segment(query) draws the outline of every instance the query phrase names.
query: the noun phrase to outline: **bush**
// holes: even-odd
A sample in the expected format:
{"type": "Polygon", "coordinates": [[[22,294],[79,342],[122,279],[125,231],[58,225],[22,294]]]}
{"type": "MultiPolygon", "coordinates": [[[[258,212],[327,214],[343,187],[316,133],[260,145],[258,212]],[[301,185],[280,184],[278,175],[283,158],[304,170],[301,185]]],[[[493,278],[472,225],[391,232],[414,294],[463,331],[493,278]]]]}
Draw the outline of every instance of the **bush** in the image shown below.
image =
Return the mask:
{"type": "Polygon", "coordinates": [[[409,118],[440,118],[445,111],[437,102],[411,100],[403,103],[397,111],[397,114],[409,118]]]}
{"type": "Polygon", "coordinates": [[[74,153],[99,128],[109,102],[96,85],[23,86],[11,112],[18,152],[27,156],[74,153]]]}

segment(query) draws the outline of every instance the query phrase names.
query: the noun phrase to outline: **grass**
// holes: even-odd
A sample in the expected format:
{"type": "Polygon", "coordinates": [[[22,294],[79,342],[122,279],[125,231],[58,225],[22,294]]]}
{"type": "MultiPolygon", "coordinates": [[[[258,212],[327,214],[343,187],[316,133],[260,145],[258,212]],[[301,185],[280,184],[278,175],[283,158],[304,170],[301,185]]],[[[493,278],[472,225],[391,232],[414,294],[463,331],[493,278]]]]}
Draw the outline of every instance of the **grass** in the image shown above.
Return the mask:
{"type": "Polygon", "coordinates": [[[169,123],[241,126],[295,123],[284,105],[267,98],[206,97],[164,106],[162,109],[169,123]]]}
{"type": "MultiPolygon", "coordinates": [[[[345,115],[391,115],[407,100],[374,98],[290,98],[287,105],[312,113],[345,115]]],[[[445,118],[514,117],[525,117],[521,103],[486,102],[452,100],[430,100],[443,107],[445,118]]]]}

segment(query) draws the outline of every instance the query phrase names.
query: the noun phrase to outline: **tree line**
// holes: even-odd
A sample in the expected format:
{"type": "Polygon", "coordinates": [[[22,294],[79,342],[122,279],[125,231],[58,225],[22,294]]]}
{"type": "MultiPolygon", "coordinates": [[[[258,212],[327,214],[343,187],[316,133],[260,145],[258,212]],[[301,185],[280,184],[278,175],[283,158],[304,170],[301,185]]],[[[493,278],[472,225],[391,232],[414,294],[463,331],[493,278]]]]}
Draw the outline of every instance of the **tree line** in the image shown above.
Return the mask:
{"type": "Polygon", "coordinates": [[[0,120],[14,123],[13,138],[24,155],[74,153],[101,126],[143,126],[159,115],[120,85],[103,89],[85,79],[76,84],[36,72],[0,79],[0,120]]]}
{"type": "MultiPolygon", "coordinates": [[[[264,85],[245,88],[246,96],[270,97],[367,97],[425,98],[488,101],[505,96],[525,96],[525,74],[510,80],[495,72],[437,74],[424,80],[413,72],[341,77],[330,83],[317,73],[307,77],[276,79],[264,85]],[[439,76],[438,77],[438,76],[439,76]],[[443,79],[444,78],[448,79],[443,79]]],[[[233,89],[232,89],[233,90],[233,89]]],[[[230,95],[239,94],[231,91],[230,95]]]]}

□ □ □

Write out the whole listing again. Match it word for word.

_Response to the task_
segment(query) draws the outline of every instance the query phrase names.
query: the noun phrase to outline: **bush**
// holes: even-odd
A sample in the expected format:
{"type": "Polygon", "coordinates": [[[22,294],[79,342],[122,279],[125,231],[58,225],[22,294]]]}
{"type": "MultiPolygon", "coordinates": [[[[258,212],[327,214],[343,187],[316,133],[260,145],[258,212]],[[301,185],[280,184],[278,175],[283,158],[304,170],[301,185]]],[[[493,278],[472,225],[391,232],[414,294],[463,331],[493,278]]]]}
Draw the outline of every instance of the **bush** in the image shown below.
image =
Return the mask:
{"type": "Polygon", "coordinates": [[[409,118],[440,118],[445,111],[437,102],[411,100],[403,103],[397,111],[397,114],[409,118]]]}
{"type": "Polygon", "coordinates": [[[74,153],[99,128],[109,102],[96,85],[23,86],[11,112],[18,152],[27,156],[74,153]]]}

segment(query) draws the outline of every instance the query phrase names.
query: the noun phrase to outline: **grass**
// holes: even-odd
A sample in the expected format:
{"type": "Polygon", "coordinates": [[[22,294],[79,342],[122,279],[125,231],[58,225],[22,294]]]}
{"type": "MultiPolygon", "coordinates": [[[[258,212],[327,214],[343,187],[316,133],[260,145],[258,212]],[[301,185],[280,184],[278,175],[283,158],[304,170],[301,185]]],[[[493,278],[472,225],[391,232],[414,294],[463,331],[493,278]]]]}
Draw the outline of every instance of the **grass** in the image shown above.
Return the mask:
{"type": "Polygon", "coordinates": [[[169,123],[241,126],[295,123],[284,105],[267,98],[206,97],[164,106],[162,109],[169,123]]]}
{"type": "MultiPolygon", "coordinates": [[[[345,115],[391,115],[407,100],[374,98],[290,98],[287,105],[312,113],[345,115]]],[[[445,118],[514,117],[525,117],[521,103],[486,102],[452,100],[430,100],[443,107],[445,118]]]]}

segment(query) draws the outline of every instance the query phrase names.
query: the noun phrase to outline: **tree line**
// holes: even-odd
A sample in the expected format:
{"type": "Polygon", "coordinates": [[[22,294],[79,342],[122,279],[125,231],[58,225],[22,294]]]}
{"type": "MultiPolygon", "coordinates": [[[[258,212],[327,214],[343,187],[316,133],[260,145],[258,212]],[[301,185],[280,184],[278,175],[283,158],[304,170],[301,185]]],[[[493,278],[472,225],[391,232],[414,294],[463,331],[493,278]]]]}
Draw the outline of every instance of the **tree line** in the image shown above.
Return the mask:
{"type": "Polygon", "coordinates": [[[0,120],[14,123],[13,138],[24,155],[74,153],[101,126],[143,126],[159,115],[120,85],[103,89],[85,79],[76,84],[36,72],[0,79],[0,120]]]}
{"type": "MultiPolygon", "coordinates": [[[[264,85],[245,88],[246,96],[270,97],[367,97],[425,98],[488,101],[505,96],[525,96],[525,74],[510,80],[495,72],[437,74],[424,80],[413,72],[341,77],[330,83],[317,73],[307,77],[276,79],[264,85]],[[439,76],[438,77],[438,76],[439,76]],[[443,79],[444,78],[448,79],[443,79]]],[[[233,89],[232,89],[233,90],[233,89]]],[[[230,95],[239,94],[231,91],[230,95]]]]}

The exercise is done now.